*WORK TASK:* Please give the data again exactly, with no line dropped.

*Saved data entries:*
::::

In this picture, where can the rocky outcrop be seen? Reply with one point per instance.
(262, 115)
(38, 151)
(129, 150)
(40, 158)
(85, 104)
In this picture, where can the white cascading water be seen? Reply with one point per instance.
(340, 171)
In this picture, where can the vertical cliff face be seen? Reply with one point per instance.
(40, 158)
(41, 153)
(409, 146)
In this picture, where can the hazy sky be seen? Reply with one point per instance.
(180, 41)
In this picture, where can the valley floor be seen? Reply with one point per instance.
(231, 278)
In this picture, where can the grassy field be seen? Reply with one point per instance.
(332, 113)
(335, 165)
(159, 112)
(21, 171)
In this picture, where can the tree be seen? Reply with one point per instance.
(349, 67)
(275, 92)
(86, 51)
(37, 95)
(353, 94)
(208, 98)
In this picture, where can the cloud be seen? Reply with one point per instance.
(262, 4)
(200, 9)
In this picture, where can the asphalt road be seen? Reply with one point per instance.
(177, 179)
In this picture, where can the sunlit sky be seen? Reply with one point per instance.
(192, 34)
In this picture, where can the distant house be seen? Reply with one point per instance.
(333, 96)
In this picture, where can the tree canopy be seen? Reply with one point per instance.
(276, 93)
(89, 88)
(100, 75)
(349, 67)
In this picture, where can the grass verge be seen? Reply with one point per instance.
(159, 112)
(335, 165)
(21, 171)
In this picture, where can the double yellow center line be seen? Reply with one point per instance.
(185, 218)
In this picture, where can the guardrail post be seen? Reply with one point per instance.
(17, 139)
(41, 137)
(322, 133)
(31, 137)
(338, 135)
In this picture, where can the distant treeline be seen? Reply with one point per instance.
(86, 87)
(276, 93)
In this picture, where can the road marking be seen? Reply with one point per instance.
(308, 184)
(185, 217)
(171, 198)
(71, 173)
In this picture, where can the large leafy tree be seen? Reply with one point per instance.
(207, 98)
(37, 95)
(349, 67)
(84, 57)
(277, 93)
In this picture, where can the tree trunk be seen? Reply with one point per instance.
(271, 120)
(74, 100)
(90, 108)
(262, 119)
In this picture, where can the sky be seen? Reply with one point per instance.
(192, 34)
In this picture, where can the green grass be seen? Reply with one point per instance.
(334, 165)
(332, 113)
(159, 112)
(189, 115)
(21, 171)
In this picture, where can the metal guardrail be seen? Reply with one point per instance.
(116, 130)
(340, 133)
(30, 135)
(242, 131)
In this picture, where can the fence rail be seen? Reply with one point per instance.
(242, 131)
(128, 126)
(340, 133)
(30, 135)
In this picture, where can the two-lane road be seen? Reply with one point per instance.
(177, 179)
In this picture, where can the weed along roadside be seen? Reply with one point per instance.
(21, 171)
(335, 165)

::::

*YOUR RESPONSE:*
In this picture, where can the rocky outcrop be seen? Reply with one point per instance.
(262, 115)
(38, 151)
(129, 150)
(40, 158)
(85, 104)
In this picture, where can the white cascading water be seen? Reply with one point per instance.
(340, 171)
In this picture, where can the vertical cliff face be seen? Reply with one point per instance.
(40, 158)
(41, 153)
(409, 146)
In this picture, where can the hazy sky be seen? Reply with one point per instance.
(180, 41)
In this picture, where can the valley floor be seen? Reply with one point per instance.
(231, 278)
In this picture, where can the grassy field be seen? Reply with one point per instance.
(332, 113)
(335, 165)
(159, 112)
(21, 171)
In this picture, where can the tree be seen? Reply with one point per instance.
(349, 67)
(275, 92)
(86, 51)
(37, 95)
(353, 94)
(208, 98)
In this picture, where can the cloud be seen? Reply with one point per instance.
(262, 4)
(200, 9)
In this picture, where can the asphalt road be seen? Reply with one point per instance.
(177, 179)
In this picture, where can the sunlit sky be seen? Reply with one point per instance.
(192, 34)
In this picture, where can the distant house be seen? Reply with one point per instance.
(333, 96)
In this picture, where can the tree canopy be seen? Reply with one point per instance.
(276, 93)
(89, 88)
(100, 75)
(349, 67)
In this picture, where can the grass verge be seen? Reply with one point per instance.
(159, 112)
(335, 165)
(21, 171)
In this picture, where can the double yellow center line be seen? Reply with one point per instance.
(185, 218)
In this picture, where can the guardrail post be seen? Reply with one point per instance.
(17, 139)
(41, 137)
(322, 133)
(31, 137)
(338, 135)
In this picture, where can the distant treeline be seen? Reply with one point per instance.
(86, 87)
(276, 93)
In this picture, where can the road marking be seen? Reply with one point per instance.
(308, 184)
(185, 217)
(171, 198)
(71, 173)
In this picture, where can the large leafy tree be seen? Reply with one point per instance.
(207, 98)
(37, 95)
(349, 67)
(84, 57)
(277, 93)
In this picture, where can the tree trunk be seen? Reply with one point per instance.
(271, 120)
(74, 100)
(90, 108)
(262, 119)
In this picture, where can the sky be seen? Reply with one point per instance.
(192, 34)
In this picture, where can the green grass be seen? Reply with one point per instance.
(334, 165)
(332, 113)
(159, 112)
(189, 115)
(21, 171)
In this picture, where can the metal guardrail be seen? Reply with one point per instance.
(116, 130)
(340, 133)
(30, 135)
(242, 131)
In this picture, where can the fence rail be seen? Reply with one point per instance.
(242, 131)
(128, 126)
(340, 133)
(30, 135)
In this picture, where can the two-lane road be seen? Reply with one point per instance.
(177, 179)
In this picture, where can the weed along roadside be seen? Reply with one point per instance.
(21, 171)
(335, 165)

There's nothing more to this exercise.